Excerpt provided –
Ultrabroad-Band Direct Digital Refractive Index Imaging Based on Suspended Graphene Plasmon Cavities

TL;DR

This paper introduces a nanophotonic imaging technique using suspended graphene plasmon cavities to measure the refractive index of analytes across a broad mid-infrared spectrum with high sensitivity and minimal sample volume.

Contribution

It presents a novel two-dimensional array of graphene plasmon cavities enabling broadband, high-resolution refractive index imaging in the mid-infrared range, surpassing existing nanophotonic methods.

Findings

Achieved ultra-broadband spectral measurement of refractive index.

Demonstrated high field enhancement and spatial resolution.

Reduced analyte volume needed for accurate measurement.

Entries supplied –
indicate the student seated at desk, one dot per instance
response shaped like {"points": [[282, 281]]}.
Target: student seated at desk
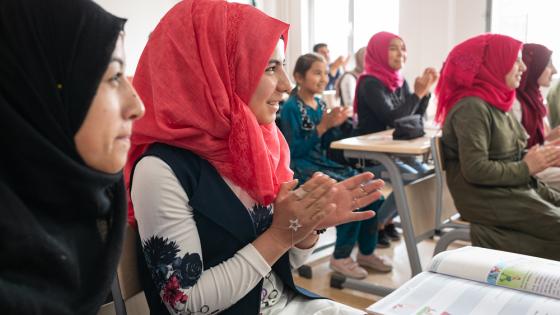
{"points": [[220, 225], [489, 176], [66, 113], [529, 108], [307, 126], [382, 96]]}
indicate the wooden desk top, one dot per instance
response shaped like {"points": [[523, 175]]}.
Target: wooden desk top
{"points": [[383, 142]]}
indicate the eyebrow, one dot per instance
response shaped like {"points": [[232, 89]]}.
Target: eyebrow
{"points": [[119, 60], [275, 61]]}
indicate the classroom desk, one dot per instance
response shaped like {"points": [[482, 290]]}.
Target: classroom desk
{"points": [[381, 147]]}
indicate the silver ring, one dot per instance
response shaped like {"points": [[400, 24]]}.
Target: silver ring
{"points": [[300, 193], [363, 189], [294, 225]]}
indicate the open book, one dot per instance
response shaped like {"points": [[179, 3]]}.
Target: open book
{"points": [[474, 280]]}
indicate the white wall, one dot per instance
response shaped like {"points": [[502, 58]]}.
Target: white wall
{"points": [[431, 28], [143, 16]]}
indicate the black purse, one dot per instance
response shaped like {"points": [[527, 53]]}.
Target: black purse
{"points": [[408, 127]]}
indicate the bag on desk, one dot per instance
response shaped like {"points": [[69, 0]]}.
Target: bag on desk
{"points": [[408, 127]]}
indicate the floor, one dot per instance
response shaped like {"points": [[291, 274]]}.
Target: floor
{"points": [[320, 283]]}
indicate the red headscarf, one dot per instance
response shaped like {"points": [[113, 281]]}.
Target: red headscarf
{"points": [[196, 76], [377, 63], [536, 58], [477, 67]]}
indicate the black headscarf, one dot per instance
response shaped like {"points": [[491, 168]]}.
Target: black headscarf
{"points": [[61, 222]]}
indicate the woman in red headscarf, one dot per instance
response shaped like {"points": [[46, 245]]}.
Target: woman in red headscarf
{"points": [[383, 96], [219, 221], [529, 107], [490, 176]]}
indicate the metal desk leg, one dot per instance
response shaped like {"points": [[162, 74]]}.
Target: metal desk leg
{"points": [[402, 203]]}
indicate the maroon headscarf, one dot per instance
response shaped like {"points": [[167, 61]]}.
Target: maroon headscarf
{"points": [[536, 58], [477, 67]]}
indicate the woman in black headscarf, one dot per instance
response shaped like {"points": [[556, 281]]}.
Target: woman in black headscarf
{"points": [[66, 112]]}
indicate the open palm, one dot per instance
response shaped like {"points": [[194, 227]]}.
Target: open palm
{"points": [[355, 192]]}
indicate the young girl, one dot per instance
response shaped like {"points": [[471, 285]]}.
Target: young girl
{"points": [[308, 128]]}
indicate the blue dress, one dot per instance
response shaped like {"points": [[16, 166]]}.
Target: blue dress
{"points": [[298, 123]]}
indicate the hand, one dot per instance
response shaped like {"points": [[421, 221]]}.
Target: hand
{"points": [[333, 118], [554, 134], [353, 193], [298, 212], [539, 158], [340, 61], [423, 83], [432, 75]]}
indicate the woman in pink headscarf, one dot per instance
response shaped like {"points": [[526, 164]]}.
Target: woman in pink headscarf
{"points": [[220, 224], [529, 107], [382, 96], [489, 175]]}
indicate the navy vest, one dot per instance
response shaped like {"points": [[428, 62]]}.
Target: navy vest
{"points": [[223, 224]]}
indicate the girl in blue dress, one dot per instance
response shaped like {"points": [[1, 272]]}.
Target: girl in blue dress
{"points": [[309, 128]]}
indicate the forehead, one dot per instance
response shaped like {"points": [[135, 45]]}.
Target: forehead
{"points": [[318, 65], [278, 53], [119, 48], [396, 42]]}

What you need to do –
A - According to the paper summary, in what spectral range does the refractive index imaging work?
B - Set down the part of the paper summary starting with "It presents a" and going on through "of refractive index.".
The entries are separate material and have nothing to do with the paper summary.

Completed exercise –
A - The mid-infrared range.

B -
It presents a novel two-dimensional array of graphene plasmon cavities enabling broadband, high-resolution refractive index imaging in the mid-infrared range, surpassing existing nanophotonic methods.

Findings

Achieved ultra-broadband spectral measurement of refractive index.